Gather every line of the lines below that contains the word "asphalt". Case counts.
>>>
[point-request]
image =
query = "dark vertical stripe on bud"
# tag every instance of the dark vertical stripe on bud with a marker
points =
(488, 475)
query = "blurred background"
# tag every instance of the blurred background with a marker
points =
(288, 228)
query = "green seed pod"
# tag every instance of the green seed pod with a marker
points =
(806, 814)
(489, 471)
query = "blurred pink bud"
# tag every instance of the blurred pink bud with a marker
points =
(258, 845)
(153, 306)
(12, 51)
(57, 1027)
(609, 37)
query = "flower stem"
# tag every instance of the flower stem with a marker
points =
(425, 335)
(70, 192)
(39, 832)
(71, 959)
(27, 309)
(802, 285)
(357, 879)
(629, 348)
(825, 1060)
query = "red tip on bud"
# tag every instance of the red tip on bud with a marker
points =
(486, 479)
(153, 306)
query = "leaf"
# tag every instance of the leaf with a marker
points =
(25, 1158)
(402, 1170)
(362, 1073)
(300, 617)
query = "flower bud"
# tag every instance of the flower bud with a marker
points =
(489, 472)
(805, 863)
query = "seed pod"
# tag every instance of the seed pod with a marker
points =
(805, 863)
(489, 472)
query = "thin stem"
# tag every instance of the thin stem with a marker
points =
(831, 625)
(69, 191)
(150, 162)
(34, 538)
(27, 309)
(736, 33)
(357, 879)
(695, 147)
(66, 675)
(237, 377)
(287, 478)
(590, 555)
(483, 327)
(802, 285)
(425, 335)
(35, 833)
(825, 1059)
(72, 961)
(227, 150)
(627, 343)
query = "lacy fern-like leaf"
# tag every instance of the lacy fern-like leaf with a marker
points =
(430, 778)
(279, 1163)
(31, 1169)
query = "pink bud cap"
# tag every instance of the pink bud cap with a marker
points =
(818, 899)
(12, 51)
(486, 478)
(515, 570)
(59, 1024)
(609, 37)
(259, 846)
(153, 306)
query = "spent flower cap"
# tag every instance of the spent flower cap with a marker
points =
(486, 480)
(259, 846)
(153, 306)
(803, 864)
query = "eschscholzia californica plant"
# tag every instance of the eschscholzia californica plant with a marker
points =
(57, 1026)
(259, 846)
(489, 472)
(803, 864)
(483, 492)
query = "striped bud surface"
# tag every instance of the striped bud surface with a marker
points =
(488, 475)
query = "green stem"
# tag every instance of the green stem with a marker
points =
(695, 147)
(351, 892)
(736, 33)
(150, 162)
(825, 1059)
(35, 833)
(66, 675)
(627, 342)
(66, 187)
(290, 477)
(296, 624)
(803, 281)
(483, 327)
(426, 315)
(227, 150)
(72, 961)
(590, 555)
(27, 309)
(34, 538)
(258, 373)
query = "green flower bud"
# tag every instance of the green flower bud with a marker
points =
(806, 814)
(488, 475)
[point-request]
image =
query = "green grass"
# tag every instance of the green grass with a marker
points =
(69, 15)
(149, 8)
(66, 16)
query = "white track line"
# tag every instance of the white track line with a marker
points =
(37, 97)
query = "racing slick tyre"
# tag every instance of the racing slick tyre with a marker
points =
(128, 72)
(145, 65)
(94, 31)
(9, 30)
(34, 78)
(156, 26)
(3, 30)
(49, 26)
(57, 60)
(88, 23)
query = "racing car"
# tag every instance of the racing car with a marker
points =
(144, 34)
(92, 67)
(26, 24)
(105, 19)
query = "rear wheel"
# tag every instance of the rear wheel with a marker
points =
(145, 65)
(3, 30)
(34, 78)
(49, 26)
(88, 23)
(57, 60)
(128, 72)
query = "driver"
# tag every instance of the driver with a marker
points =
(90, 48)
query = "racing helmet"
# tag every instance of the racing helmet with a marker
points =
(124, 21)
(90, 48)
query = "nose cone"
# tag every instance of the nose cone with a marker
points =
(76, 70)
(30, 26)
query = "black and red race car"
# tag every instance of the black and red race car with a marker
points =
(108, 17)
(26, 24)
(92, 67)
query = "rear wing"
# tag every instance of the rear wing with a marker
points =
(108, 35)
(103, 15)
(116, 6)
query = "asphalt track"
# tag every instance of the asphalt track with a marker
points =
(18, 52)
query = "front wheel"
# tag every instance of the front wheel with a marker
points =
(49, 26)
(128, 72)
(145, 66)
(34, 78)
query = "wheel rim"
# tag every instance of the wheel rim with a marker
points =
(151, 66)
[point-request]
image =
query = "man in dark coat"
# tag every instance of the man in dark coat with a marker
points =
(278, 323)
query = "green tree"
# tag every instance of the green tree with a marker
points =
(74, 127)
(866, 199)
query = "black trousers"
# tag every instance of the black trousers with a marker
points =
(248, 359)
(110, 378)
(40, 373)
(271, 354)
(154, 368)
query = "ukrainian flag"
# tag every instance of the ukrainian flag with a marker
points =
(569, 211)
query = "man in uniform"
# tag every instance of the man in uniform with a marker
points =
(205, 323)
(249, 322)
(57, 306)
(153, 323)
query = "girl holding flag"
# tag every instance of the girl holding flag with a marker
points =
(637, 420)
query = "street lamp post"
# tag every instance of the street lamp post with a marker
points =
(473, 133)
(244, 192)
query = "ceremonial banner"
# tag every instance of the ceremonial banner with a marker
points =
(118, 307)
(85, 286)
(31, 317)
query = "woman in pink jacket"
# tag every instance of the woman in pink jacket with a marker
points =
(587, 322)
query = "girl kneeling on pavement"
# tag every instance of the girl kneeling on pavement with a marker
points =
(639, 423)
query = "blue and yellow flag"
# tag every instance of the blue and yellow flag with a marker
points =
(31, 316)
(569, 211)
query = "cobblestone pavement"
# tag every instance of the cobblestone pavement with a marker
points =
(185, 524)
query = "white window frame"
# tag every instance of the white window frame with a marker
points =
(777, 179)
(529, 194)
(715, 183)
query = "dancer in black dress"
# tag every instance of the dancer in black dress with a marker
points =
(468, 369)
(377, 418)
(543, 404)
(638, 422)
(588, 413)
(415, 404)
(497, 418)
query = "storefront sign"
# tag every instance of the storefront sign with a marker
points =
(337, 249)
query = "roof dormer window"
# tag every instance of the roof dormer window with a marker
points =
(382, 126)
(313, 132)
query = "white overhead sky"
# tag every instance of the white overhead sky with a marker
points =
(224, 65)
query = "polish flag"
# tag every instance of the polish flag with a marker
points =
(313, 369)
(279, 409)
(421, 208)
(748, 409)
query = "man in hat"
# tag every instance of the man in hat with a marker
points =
<<<
_SOLVED PROBLEM_
query = "asphalt track"
# tag every instance of the asphalt track with a marker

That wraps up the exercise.